Some records

** start **

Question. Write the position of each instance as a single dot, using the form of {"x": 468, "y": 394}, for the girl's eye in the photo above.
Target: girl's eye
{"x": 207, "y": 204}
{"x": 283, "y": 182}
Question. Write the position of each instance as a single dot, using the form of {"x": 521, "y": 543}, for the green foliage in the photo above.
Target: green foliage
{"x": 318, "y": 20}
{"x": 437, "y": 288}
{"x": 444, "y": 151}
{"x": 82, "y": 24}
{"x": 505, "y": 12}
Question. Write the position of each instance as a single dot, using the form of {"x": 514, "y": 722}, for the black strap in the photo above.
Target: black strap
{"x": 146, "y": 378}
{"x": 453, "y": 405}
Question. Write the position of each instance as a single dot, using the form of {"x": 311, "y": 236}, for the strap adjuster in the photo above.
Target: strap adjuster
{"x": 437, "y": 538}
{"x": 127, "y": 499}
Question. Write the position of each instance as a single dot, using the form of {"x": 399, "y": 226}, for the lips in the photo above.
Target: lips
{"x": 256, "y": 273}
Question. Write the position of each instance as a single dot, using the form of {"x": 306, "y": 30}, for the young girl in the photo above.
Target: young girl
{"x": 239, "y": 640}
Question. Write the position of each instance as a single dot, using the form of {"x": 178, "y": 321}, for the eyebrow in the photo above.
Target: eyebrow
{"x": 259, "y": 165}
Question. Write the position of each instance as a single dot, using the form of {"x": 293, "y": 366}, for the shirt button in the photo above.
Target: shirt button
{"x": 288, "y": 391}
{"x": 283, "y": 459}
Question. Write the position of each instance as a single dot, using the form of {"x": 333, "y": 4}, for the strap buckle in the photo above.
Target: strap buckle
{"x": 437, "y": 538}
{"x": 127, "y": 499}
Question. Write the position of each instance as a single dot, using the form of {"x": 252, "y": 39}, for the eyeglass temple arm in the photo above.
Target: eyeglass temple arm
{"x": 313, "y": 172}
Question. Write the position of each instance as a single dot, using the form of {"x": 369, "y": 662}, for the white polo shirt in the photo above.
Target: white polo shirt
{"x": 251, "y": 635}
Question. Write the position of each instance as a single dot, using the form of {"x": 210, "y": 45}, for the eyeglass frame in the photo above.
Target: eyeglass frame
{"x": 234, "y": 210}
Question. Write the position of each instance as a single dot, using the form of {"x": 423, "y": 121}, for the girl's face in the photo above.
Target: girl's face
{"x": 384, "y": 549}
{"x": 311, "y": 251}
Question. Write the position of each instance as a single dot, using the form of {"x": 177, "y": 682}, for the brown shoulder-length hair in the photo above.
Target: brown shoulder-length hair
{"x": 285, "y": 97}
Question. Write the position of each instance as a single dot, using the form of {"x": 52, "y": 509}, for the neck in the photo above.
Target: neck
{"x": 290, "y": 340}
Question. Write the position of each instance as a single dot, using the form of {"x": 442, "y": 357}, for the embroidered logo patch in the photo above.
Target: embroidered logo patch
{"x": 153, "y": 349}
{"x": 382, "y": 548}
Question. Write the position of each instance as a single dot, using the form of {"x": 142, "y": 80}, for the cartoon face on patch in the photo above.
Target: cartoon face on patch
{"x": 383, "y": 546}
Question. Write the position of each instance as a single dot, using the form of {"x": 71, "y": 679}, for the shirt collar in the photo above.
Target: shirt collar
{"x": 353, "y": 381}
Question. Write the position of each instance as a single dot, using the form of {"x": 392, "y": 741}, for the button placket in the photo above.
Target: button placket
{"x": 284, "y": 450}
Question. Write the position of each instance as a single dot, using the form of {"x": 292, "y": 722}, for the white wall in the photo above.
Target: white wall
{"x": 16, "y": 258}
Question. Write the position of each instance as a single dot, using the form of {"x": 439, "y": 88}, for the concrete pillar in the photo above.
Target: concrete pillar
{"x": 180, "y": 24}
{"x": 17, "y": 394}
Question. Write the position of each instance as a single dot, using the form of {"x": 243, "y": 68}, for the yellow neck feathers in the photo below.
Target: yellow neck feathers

** end **
** start **

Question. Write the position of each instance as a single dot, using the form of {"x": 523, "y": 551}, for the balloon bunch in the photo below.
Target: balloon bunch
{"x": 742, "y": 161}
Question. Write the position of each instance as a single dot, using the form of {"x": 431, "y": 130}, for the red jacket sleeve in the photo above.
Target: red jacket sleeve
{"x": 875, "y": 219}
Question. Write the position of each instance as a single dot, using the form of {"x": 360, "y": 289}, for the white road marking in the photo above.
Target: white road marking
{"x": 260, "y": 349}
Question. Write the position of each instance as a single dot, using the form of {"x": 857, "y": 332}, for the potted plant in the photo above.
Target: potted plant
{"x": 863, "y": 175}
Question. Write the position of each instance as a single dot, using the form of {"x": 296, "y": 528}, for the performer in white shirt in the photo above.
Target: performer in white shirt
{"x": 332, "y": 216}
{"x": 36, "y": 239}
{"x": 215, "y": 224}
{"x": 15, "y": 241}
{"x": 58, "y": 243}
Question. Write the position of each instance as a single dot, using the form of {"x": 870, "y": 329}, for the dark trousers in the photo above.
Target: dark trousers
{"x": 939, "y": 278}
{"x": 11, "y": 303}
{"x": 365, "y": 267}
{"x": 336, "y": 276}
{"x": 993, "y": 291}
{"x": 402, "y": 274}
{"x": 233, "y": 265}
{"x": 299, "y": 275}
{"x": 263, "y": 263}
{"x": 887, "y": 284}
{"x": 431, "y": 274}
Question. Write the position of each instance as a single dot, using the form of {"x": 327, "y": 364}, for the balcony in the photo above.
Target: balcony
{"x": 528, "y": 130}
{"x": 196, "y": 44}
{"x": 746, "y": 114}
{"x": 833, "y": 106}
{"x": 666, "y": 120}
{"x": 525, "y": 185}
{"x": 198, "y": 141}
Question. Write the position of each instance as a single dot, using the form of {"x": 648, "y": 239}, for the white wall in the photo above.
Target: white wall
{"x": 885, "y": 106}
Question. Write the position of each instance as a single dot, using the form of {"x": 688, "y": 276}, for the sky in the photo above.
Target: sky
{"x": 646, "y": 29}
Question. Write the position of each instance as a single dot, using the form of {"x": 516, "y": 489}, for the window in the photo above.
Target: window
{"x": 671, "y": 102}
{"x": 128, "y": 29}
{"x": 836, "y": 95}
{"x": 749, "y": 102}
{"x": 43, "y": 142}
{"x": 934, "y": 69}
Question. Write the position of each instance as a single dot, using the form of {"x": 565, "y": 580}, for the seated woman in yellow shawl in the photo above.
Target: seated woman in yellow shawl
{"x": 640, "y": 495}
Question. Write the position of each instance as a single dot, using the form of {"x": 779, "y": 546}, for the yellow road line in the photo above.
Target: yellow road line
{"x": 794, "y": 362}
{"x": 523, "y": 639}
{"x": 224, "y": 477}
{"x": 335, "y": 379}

** end **

**Given problem:** Rewrite the material as a numbered list, from the line containing "collar in the photo above." through the line containing "Target: yellow neck feathers", inclusive. Leave out any blank lines.

**Task solution:**
1. Question. Write the position of each instance as a single dot, using the form of {"x": 71, "y": 679}, for the shirt collar in the photo above.
2. Target: shirt collar
3. {"x": 353, "y": 381}
4. Question. Write the position of each instance as a single dot, using the form of {"x": 392, "y": 741}, for the button placket in the photo above.
5. Target: button placket
6. {"x": 284, "y": 450}
7. Question. Write the position of each instance as a single dot, using the form of {"x": 292, "y": 722}, for the white wall in the photo above.
8. Target: white wall
9. {"x": 16, "y": 258}
10. Question. Write the position of each instance as a single dot, using the form of {"x": 439, "y": 88}, for the concrete pillar in the photo above.
11. Target: concrete pillar
12. {"x": 180, "y": 24}
13. {"x": 17, "y": 394}
14. Question. Write the position of each instance as a single dot, using the form of {"x": 243, "y": 68}, for the yellow neck feathers in the photo below.
15. Target: yellow neck feathers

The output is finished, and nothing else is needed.